* [Required tasks]:
1 – In the article on the Yo Dona nutrition debate, which diet does Samantha Vallejo-Nájera strongly defend?
2 – Write the next part of the article on the Yo Dona nutrition debate, picking up after its final sentence.

* [Text excerpt]:
= Beginning of Section =
Do we know what to eat? Béatrice d’Orleans in Yo Dona Magazine
Last Saturday, Yo Dona (printed magazine that comes with the Spanish newspaper El Mundo) published an interesting debate about healthy diets and nutrition between our ambassador Princess Beatrice d’Orleans and Samantha Vallejo-Nájera.
According to the Spanish Association of Dietitians-Nutritionists, 7 in 10 women don’t sit relaxed at the table and don’t study carefully what they serve on their plate. And according to the Faculty of Physical Education and Sport of the Universidad Politécnica de Madrid, 80% of women under 40 prefer to be thin rather than healthy. Perhaps for this reason, in recent years there have appeared so many diets whose impact on our health is more than questionable. However, we must remember that “we are what we eat” and that our health should come first. We must analyze what is best for our body achieve it with a healthy diet.
To discuss this topic, Yo Dona chose two women whose lifes are related to nutrition. Béatrice d’Orleans, as you may know, is Ambassador of SHA Wellness Clinic and advocate for the macrobiotic diet, which reduces the consumption of animal protein, dairy, and certain foods considered too acidic, such as tomatoes or eggplants. Samantha Vallejo-Nájera, meanwhile, owns a successful catering business and she is a strong defender of the benefits of the Mediterranean diet.
= End of Section =
(Dataset excerpts)
= Beginning of Section =
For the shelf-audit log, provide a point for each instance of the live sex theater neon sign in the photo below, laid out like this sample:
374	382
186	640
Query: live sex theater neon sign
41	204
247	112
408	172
= End of Section =
* [Set of answers]:
1 – The Mediterranean diet.

2 –
Even with their differences, both have much in common, such as the rejection of the industrial products or the defense of the seasonal ingredients for a healthy diet. In the interview, Béatrice d’Orleans explained that normally you can’t follow a diet for more than two weeks: “SHA proposes, more than a diet, to learn to eat healthy, something that can be maintained throughout life.” Furthermore, Béatrice added that the balance in our diet is really important: “we must find ingredients that help us to adapt to our environment. Nutrition, like dress, is a cultural issue. You eat, make-up and dress according to where you live; you don’t do the same in a desert than in Alaska, we must adapt to the local climate and conditions “.